[Stored items from a collection]

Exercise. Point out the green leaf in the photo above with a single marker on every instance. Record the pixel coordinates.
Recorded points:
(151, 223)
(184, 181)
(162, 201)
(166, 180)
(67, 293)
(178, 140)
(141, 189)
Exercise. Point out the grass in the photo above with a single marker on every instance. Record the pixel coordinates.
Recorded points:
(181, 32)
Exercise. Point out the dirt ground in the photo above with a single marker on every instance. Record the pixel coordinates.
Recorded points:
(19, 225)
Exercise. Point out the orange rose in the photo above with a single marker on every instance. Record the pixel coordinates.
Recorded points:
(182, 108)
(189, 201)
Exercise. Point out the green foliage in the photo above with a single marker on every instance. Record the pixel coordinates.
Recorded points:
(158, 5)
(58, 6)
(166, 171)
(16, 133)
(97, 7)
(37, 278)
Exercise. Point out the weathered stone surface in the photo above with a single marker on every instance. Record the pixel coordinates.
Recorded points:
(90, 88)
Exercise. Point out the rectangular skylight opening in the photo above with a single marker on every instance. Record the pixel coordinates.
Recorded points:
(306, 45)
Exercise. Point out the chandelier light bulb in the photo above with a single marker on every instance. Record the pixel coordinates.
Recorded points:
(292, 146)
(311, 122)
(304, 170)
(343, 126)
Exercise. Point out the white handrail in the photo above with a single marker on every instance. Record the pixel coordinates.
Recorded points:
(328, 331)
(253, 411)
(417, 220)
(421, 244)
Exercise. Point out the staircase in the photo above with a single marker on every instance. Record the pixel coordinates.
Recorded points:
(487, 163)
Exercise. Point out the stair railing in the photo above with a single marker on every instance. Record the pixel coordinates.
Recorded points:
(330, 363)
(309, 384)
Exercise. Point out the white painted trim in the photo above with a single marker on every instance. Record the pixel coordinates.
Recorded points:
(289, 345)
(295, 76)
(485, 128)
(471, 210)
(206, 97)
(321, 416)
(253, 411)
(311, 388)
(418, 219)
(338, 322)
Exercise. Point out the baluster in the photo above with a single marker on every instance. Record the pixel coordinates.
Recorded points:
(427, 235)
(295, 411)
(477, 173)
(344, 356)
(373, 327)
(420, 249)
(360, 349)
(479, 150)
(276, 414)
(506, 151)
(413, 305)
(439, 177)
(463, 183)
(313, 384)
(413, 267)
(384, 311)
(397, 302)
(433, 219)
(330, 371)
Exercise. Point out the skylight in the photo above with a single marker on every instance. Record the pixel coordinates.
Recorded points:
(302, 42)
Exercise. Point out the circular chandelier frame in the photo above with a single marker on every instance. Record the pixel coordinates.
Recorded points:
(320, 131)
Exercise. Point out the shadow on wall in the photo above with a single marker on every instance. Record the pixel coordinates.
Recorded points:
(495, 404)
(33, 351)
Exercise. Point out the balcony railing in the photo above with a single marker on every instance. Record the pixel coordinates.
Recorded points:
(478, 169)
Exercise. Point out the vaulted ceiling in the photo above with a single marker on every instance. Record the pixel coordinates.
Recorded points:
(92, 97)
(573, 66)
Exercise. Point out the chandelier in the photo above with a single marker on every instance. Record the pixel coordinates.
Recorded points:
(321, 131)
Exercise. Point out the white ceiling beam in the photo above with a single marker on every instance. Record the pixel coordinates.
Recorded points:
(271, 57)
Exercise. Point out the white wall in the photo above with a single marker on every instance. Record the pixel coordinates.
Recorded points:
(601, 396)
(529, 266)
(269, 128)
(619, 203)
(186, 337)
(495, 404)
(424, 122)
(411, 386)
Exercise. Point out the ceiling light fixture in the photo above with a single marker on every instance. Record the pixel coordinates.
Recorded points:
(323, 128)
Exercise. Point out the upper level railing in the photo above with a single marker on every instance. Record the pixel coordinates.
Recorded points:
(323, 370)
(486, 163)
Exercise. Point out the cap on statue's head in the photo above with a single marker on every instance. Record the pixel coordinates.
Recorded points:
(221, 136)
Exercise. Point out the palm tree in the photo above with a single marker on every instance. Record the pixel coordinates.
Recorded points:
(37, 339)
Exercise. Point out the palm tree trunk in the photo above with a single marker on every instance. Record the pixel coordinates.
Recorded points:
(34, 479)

§ **Task item**
In full and without alteration, write out the data above.

§ **Reply**
Exercise. Point out the green leaf in the photo above with a single marker on every instance. Record the pixel coordinates.
Recorded points:
(151, 223)
(184, 181)
(162, 201)
(166, 180)
(67, 293)
(178, 140)
(141, 189)
Exercise. Point out the grass in the photo above with a single marker on every instance. Record the pixel coordinates.
Recorded points:
(181, 32)
Exercise. Point out the dirt ground in the photo above with a single marker on every instance. Record the pixel coordinates.
Recorded points:
(19, 225)
Exercise. Point out the orange rose in the photo above with a single marker on every instance. Record the pixel coordinates.
Recorded points:
(182, 108)
(189, 201)
Exercise. Point out the green foliage in the photo above with a single marker on every instance. Record the pixel coordinates.
Recorded points:
(158, 5)
(58, 6)
(166, 171)
(16, 133)
(97, 7)
(37, 278)
Exercise. Point out the weathered stone surface in the photo above with a single marker on every instance. Record the pixel coordinates.
Recorded points:
(90, 88)
Exercise. Point out the rectangular skylight opening in the photo above with a single marker on every instance. Record the pixel coordinates.
Recorded points:
(306, 45)
Exercise. Point out the chandelier light bulb in the photo above with a single marker on every instance. Record the pixel coordinates.
Recorded points:
(292, 146)
(311, 122)
(304, 170)
(343, 126)
Exercise. Point out the white handrail in the photo above with a single marker on every instance. Record the pixel coordinates.
Recorded points:
(328, 331)
(253, 411)
(417, 220)
(421, 244)
Exercise. Point out the staircase in the photo above with a single marker on every instance. Record the pixel coordinates.
Recorded points:
(487, 163)
Exercise. Point out the stair railing in the photo above with a single marker on every instance. Record the pixel coordinates.
Recorded points:
(330, 363)
(309, 384)
Exercise. Point out the white painted trim in the photo above with a single marker on every instance. Record the pixel coordinates.
Recorded points:
(289, 345)
(295, 76)
(485, 128)
(471, 210)
(206, 97)
(321, 416)
(253, 411)
(311, 388)
(418, 219)
(338, 322)
Exercise. Point out the baluster in the photo above with a single marker on every instance. Record the pixel coordinates.
Recorded points:
(427, 235)
(295, 411)
(477, 173)
(344, 356)
(373, 327)
(420, 249)
(360, 349)
(479, 150)
(276, 414)
(506, 151)
(413, 305)
(439, 177)
(463, 183)
(313, 384)
(413, 267)
(384, 311)
(397, 302)
(433, 219)
(330, 371)
Exercise. Point out the skylight in the photo above with a single marker on every instance. Record the pixel coordinates.
Recorded points:
(302, 42)
Exercise. Point out the circular chandelier frame in the photo above with a single marker on every instance. Record the pixel coordinates.
Recorded points:
(320, 131)
Exercise. Point out the shadow on wall in the photo above with a single marker on every instance. Record the pixel coordinates.
Recorded points:
(495, 404)
(33, 351)
Exercise. Point out the balcony railing in the photo above with a single marker on every instance. Record the pixel coordinates.
Recorded points:
(478, 169)
Exercise. Point out the vaulted ceiling in the photo above with a single marker on every instance. Record the pixel coordinates.
Recorded points:
(92, 97)
(573, 66)
Exercise. Point out the chandelier in the photo above with a single marker on every instance. Record the pixel coordinates.
Recorded points:
(321, 131)
Exercise. Point out the white ceiling beam in the photo above with a single marker on every instance. Record the pixel coordinates.
Recorded points:
(271, 57)
Exercise. Point out the white wall in the photo above with a single marker on every instance. Record the pixel coordinates.
Recorded points:
(601, 396)
(529, 266)
(269, 128)
(619, 203)
(186, 337)
(495, 404)
(424, 122)
(411, 386)
Exercise. Point out the ceiling light fixture in the photo above with a single marker on every instance. Record the pixel coordinates.
Recorded points:
(323, 128)
Exercise. Point out the upper level railing in the photo above with a single marker on every instance. Record the pixel coordinates.
Recorded points:
(323, 370)
(486, 163)
Exercise. Point out the cap on statue's head in the photo above with a single marker on every instance. Record the pixel coordinates.
Recorded points:
(221, 136)
Exercise. Point out the palm tree in the photo above with a single marker on every instance. Record the pixel coordinates.
Recorded points:
(37, 339)
Exercise. Point out the palm tree trunk in the photo above with a single marker on every instance. Record the pixel coordinates.
Recorded points:
(34, 479)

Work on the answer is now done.